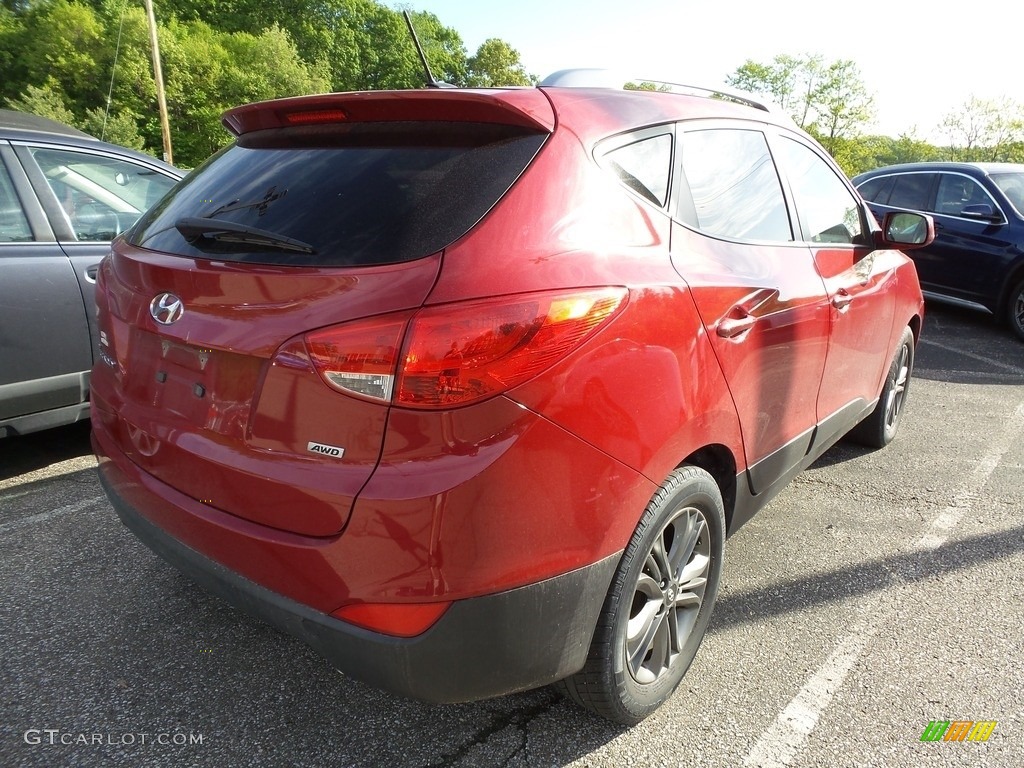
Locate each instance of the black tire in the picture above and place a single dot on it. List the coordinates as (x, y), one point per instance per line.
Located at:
(658, 604)
(879, 429)
(1015, 310)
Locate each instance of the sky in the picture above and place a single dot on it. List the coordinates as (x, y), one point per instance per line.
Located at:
(921, 60)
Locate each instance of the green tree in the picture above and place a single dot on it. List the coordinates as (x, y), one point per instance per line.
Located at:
(497, 64)
(46, 100)
(985, 130)
(828, 100)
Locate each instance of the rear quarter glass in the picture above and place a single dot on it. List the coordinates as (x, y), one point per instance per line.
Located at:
(357, 195)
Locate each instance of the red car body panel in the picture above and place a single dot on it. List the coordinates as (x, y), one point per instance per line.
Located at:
(205, 427)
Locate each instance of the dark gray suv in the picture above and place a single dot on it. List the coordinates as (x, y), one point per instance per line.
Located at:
(977, 259)
(64, 196)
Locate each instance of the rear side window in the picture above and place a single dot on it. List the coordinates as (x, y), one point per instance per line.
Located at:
(956, 192)
(877, 189)
(734, 189)
(13, 224)
(340, 196)
(828, 211)
(100, 196)
(644, 167)
(911, 190)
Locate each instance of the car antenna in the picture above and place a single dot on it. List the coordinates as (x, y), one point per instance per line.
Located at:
(431, 83)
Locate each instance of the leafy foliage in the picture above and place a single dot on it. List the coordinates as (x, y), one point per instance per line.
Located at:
(88, 62)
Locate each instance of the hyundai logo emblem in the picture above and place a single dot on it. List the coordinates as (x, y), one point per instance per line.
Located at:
(166, 308)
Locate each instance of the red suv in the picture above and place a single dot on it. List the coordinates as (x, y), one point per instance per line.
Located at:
(466, 388)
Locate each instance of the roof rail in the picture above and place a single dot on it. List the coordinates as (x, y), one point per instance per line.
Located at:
(596, 78)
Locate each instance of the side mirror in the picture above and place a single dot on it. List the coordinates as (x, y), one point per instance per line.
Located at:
(982, 212)
(906, 230)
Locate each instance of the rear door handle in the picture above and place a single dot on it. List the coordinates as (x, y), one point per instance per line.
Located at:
(730, 328)
(842, 299)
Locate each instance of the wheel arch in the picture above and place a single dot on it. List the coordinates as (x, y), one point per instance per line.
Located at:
(719, 462)
(1014, 278)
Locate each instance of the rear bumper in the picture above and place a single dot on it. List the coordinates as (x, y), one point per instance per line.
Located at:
(483, 646)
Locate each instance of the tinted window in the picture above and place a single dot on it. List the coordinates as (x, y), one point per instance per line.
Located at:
(828, 211)
(644, 167)
(1012, 185)
(734, 190)
(955, 192)
(349, 195)
(877, 189)
(911, 190)
(101, 196)
(13, 224)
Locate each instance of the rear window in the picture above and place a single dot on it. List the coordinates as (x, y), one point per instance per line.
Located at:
(340, 196)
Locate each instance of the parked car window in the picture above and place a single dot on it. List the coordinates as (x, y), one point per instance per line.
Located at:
(955, 192)
(398, 192)
(911, 190)
(877, 189)
(101, 196)
(828, 211)
(734, 186)
(13, 224)
(1012, 185)
(644, 167)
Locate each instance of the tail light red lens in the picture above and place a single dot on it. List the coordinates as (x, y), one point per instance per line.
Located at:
(459, 353)
(359, 357)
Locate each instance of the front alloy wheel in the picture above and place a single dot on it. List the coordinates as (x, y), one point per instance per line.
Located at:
(879, 429)
(668, 596)
(1015, 310)
(658, 604)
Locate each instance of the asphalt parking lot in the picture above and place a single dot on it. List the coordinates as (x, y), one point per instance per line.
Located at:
(880, 592)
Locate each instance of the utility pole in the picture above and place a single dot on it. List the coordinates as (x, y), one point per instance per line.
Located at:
(158, 76)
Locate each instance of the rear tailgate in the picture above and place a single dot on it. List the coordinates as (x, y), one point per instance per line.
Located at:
(328, 210)
(204, 403)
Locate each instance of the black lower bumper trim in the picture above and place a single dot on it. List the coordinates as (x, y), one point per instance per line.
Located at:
(481, 647)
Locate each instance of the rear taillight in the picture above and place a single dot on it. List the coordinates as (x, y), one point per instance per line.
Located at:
(359, 357)
(459, 353)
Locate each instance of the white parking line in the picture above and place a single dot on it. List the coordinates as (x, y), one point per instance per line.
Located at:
(787, 734)
(50, 514)
(972, 355)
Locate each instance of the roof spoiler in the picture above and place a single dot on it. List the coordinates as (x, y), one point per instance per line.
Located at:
(597, 78)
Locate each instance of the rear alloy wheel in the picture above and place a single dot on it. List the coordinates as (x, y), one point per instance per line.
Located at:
(1015, 309)
(658, 604)
(879, 429)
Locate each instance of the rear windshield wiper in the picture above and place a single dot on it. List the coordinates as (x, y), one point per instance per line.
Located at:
(194, 228)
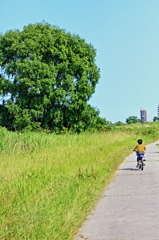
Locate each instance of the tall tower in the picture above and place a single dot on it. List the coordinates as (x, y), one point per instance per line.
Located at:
(143, 115)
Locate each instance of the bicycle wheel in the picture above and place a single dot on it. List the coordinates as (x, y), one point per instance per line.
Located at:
(142, 166)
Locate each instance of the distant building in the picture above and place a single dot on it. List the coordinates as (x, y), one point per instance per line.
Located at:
(143, 115)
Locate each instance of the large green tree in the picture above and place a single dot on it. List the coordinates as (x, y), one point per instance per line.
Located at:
(48, 76)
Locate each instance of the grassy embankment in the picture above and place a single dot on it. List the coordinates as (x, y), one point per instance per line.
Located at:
(49, 183)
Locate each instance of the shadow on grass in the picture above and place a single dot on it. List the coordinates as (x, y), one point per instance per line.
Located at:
(129, 169)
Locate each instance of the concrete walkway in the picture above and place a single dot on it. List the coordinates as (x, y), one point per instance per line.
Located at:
(129, 207)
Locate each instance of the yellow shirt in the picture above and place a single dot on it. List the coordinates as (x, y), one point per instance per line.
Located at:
(140, 148)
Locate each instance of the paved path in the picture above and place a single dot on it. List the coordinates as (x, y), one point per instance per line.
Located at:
(129, 207)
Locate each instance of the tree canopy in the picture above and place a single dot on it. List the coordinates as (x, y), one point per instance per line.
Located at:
(47, 76)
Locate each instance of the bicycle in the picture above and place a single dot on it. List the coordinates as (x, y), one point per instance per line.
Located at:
(141, 163)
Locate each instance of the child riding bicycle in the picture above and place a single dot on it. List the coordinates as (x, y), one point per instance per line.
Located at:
(140, 151)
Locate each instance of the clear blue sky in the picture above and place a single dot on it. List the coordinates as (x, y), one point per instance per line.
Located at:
(125, 34)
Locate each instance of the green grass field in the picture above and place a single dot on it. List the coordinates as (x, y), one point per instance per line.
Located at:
(49, 183)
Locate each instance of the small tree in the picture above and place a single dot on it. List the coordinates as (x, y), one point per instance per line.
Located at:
(155, 118)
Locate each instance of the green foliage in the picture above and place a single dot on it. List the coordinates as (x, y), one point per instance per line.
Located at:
(119, 123)
(132, 119)
(155, 118)
(49, 75)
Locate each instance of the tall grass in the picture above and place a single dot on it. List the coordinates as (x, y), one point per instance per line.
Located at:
(49, 183)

+++

● **Instruction**: Output an exact copy of the lines beginning at the one that holds "Locate each instance of the child" and running through the final line of the records.

● **Completed task**:
Locate each instance of the child riding bicycle in the picture above and place a single dot on it. List the coordinates as (x, y), one point per instance per line.
Located at:
(140, 151)
Locate each instance of the clear blue sky in the picture above and place a single dot on it. List the coordinates as (x, y), one point per instance per line.
Located at:
(125, 34)
Locate each instance of the green grass field in the picture above and place a single dot on it. List the coordinates as (x, y), one point per instance per line.
Located at:
(49, 183)
Locate each instance of the small tree in the picture above and place a single dot on it. List the coordinates as (x, y), one point per instance per line.
Located at:
(155, 118)
Locate each instance of the green foliage in the picture above and place a single dot on it. List the coordinates as (x, y), one point per instance per line.
Located at:
(119, 123)
(132, 119)
(155, 118)
(49, 75)
Locate each instance of the tall grass in the picture above and place a single dot on it. List the coordinates as (x, y), one point per instance per line.
Located at:
(49, 183)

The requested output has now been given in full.